> _Problem_:
Copy out the records starting at the line that contains "boxes needed: hazy mountain slope" and ending at the line that contains "[3,2,800,212]", switching "steep cliff face" to "sheer rock face" and leaving everything else unchanged.

> _Excerpted data_:
■ ■ ■ ■

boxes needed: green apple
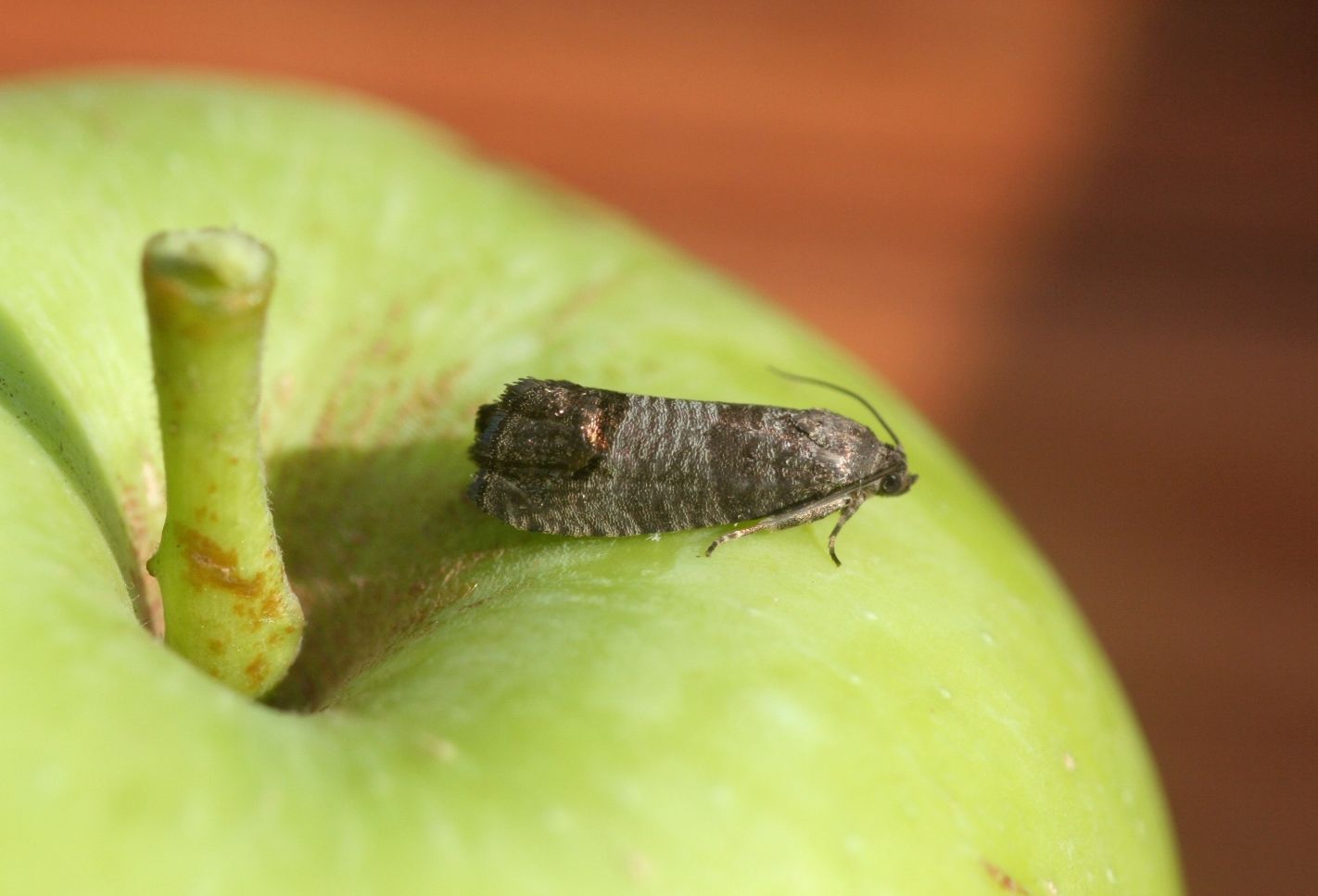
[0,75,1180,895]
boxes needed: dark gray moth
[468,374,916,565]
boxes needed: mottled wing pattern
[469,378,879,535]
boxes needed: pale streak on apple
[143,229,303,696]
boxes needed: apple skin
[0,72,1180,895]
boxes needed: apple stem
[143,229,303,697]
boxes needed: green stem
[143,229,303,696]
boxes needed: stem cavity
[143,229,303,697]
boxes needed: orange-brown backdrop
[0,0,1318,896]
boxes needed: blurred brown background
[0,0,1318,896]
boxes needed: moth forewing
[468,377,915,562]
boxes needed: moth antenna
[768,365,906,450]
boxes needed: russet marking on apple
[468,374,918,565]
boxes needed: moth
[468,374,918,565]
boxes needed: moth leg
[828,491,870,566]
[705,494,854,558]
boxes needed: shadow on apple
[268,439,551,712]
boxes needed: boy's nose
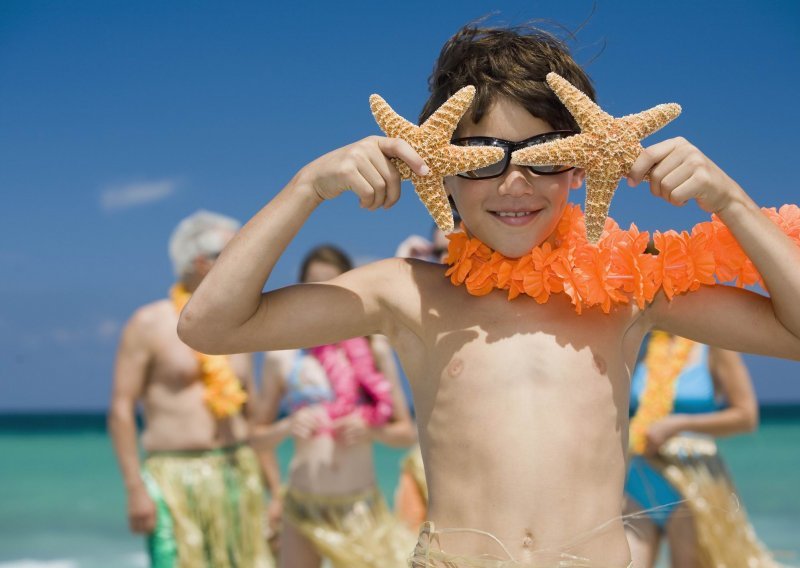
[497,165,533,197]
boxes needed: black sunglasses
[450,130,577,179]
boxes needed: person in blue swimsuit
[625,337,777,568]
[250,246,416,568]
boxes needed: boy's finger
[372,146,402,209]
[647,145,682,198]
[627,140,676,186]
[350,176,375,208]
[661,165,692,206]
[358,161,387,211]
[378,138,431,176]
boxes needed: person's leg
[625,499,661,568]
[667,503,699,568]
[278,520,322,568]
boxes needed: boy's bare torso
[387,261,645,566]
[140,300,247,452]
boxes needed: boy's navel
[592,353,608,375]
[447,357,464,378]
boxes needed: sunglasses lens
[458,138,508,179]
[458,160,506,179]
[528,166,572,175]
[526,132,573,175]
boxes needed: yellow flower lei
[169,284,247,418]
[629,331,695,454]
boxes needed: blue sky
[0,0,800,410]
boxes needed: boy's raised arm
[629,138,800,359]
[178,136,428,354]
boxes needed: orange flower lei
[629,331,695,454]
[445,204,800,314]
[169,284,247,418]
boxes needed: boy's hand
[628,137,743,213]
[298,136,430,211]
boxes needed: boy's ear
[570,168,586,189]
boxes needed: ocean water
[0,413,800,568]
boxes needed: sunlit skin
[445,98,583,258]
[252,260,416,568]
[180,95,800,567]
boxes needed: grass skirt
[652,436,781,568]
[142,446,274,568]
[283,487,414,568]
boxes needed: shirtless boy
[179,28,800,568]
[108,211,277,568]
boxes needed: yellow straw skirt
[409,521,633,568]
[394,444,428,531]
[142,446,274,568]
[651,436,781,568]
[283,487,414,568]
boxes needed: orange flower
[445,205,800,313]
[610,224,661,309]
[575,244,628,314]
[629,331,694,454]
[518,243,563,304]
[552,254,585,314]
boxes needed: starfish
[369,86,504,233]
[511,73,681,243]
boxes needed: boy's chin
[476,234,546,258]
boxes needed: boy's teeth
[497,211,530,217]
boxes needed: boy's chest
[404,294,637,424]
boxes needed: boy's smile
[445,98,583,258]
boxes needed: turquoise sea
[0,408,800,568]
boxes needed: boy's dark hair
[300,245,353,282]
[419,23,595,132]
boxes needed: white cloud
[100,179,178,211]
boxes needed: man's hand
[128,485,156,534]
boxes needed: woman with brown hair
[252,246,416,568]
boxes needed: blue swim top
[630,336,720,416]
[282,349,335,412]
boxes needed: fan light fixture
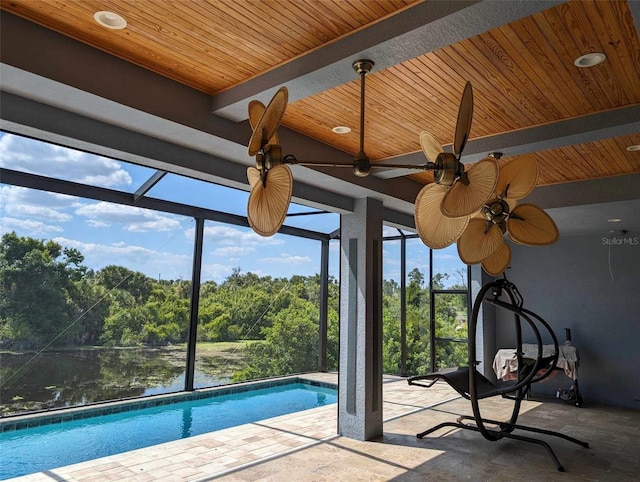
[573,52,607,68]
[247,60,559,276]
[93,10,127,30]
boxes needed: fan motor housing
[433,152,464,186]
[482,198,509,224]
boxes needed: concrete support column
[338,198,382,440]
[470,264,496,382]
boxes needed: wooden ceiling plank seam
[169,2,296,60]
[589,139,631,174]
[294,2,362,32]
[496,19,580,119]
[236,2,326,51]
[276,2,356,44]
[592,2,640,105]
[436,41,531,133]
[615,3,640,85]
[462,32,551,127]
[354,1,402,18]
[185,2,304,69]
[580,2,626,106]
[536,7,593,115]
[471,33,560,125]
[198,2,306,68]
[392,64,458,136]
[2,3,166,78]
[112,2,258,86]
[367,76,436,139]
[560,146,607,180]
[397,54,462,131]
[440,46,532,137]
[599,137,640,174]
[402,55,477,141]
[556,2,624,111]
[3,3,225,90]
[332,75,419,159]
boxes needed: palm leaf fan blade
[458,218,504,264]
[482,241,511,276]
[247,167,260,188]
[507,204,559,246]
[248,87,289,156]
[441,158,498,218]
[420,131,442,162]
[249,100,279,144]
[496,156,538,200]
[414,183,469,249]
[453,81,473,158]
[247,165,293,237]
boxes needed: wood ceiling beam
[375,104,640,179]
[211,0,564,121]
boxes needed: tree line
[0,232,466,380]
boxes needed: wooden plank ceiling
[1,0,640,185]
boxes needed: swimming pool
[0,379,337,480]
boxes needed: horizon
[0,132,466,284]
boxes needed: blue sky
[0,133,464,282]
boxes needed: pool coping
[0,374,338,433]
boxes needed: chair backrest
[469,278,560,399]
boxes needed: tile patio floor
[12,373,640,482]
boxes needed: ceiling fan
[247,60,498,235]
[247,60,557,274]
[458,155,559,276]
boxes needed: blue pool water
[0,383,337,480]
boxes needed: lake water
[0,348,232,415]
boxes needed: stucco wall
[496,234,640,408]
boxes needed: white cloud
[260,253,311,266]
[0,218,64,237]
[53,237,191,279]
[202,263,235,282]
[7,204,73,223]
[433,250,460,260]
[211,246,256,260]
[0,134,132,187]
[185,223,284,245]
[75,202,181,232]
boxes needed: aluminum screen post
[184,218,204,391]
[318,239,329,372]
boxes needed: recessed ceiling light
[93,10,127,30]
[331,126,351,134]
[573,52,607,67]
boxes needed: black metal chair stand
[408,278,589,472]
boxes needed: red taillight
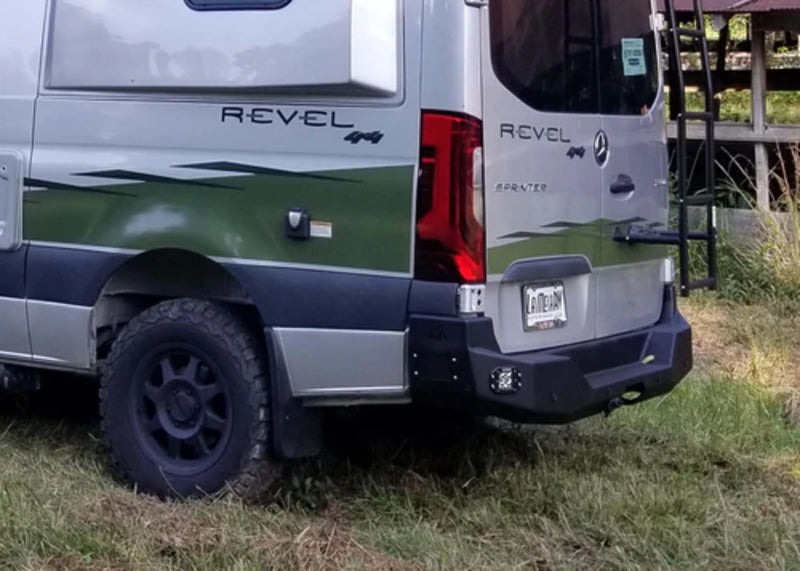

■ ■ ■ ■

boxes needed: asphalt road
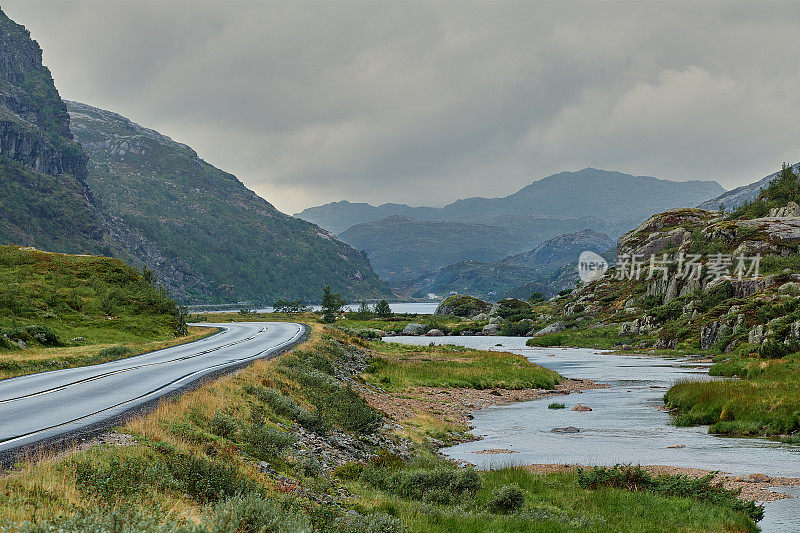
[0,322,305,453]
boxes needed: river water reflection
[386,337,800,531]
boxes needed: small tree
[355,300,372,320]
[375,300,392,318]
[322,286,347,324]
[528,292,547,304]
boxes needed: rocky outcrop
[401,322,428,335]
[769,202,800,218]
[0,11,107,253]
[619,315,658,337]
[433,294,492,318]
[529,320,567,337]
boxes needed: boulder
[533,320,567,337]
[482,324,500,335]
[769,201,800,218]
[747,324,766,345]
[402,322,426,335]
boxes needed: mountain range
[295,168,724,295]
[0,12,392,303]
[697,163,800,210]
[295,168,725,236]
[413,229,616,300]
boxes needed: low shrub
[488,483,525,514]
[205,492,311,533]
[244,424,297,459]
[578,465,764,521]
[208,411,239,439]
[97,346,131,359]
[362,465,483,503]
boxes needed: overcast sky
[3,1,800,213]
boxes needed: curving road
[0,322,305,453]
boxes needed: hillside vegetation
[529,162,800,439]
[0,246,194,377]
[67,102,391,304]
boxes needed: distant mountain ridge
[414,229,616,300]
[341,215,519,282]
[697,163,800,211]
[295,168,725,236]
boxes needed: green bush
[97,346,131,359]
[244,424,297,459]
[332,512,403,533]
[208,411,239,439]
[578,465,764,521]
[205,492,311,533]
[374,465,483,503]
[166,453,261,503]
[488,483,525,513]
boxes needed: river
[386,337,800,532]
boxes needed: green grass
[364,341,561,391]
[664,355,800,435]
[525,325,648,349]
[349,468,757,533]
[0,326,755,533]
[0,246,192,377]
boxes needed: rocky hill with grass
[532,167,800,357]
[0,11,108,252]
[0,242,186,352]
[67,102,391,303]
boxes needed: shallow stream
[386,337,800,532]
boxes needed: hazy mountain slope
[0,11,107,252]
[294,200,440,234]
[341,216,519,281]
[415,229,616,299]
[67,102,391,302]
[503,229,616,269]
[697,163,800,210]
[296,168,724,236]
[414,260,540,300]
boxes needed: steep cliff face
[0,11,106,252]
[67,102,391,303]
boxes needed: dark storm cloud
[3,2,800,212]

■ ■ ■ ■

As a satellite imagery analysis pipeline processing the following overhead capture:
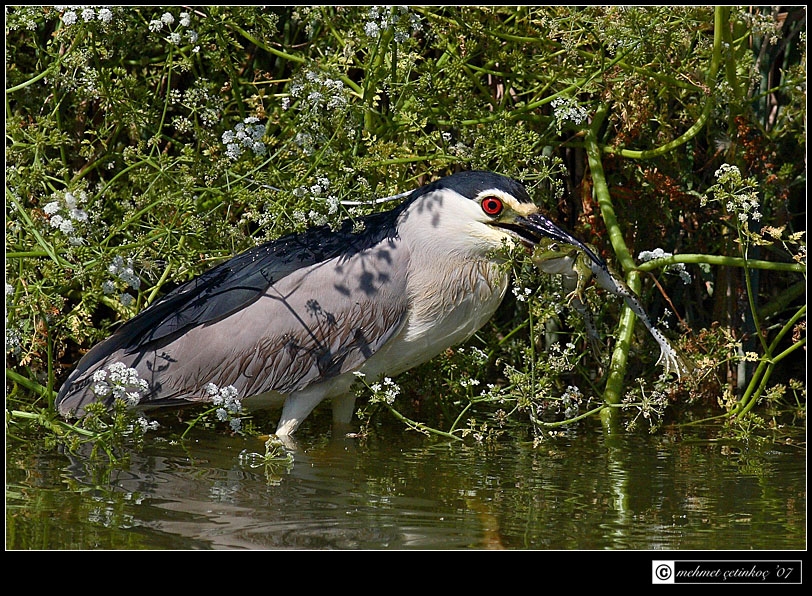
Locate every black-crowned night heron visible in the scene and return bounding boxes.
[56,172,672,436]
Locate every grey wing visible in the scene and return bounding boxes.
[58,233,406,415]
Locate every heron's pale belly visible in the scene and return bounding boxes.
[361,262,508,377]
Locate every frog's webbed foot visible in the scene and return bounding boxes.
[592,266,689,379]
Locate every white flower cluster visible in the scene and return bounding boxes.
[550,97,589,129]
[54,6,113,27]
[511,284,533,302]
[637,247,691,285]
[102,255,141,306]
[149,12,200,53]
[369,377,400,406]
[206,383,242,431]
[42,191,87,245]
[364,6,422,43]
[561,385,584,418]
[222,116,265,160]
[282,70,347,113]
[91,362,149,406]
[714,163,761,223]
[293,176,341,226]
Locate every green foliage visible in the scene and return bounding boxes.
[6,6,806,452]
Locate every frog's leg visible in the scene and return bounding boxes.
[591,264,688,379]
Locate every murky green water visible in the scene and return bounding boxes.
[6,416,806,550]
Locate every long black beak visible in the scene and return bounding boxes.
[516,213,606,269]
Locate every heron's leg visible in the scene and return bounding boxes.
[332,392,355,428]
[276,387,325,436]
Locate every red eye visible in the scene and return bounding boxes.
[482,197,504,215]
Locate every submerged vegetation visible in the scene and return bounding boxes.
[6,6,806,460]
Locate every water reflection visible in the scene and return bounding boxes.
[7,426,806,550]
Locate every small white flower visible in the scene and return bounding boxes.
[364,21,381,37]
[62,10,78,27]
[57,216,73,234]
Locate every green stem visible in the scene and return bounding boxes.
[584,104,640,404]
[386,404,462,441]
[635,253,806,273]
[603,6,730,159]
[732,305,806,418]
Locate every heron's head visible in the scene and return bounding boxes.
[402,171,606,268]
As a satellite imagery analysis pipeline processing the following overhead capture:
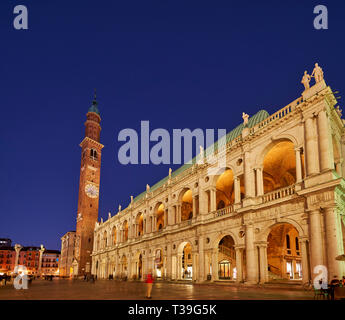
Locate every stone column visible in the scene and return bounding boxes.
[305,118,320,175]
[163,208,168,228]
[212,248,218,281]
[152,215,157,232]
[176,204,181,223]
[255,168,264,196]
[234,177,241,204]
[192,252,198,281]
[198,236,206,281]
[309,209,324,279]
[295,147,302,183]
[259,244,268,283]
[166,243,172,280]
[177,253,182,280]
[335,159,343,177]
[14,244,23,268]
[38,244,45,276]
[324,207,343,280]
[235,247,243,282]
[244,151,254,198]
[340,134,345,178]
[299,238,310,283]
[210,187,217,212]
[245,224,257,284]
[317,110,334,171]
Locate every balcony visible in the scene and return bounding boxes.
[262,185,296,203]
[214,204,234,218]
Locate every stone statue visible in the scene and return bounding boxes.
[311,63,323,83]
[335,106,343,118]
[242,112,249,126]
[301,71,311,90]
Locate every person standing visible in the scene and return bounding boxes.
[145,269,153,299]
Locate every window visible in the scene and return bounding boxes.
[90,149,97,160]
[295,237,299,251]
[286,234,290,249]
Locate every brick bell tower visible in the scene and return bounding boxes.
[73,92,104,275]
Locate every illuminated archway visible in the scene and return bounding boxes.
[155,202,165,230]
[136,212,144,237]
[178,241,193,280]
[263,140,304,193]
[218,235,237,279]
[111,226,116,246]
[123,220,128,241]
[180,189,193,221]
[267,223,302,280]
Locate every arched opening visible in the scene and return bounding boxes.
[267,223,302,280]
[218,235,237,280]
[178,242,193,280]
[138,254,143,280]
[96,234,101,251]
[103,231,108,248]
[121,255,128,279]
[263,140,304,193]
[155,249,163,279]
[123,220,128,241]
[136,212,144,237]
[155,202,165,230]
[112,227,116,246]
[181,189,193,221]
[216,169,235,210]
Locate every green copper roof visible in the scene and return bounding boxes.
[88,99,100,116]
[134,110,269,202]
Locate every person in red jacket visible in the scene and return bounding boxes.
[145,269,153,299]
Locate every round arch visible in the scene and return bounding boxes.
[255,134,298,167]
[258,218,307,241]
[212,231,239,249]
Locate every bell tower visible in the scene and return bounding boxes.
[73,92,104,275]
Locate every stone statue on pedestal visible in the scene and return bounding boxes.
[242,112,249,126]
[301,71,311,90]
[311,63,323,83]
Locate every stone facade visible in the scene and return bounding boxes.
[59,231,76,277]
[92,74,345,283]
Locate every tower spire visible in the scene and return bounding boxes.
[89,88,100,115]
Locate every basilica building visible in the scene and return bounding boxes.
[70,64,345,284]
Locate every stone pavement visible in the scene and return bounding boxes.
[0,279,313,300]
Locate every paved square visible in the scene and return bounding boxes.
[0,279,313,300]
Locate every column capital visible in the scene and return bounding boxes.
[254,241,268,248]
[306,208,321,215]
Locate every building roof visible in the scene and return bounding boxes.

■ ■ ■ ■

> _Final result_:
boxes needed: hazy mountain slope
[0,11,107,252]
[294,200,440,234]
[341,216,519,281]
[415,229,616,299]
[67,102,391,302]
[503,229,616,269]
[697,163,800,210]
[296,168,724,236]
[414,260,540,300]
boxes needed: sheer rock face
[0,11,106,252]
[67,102,391,303]
boxes needed: dark storm cloud
[3,2,800,212]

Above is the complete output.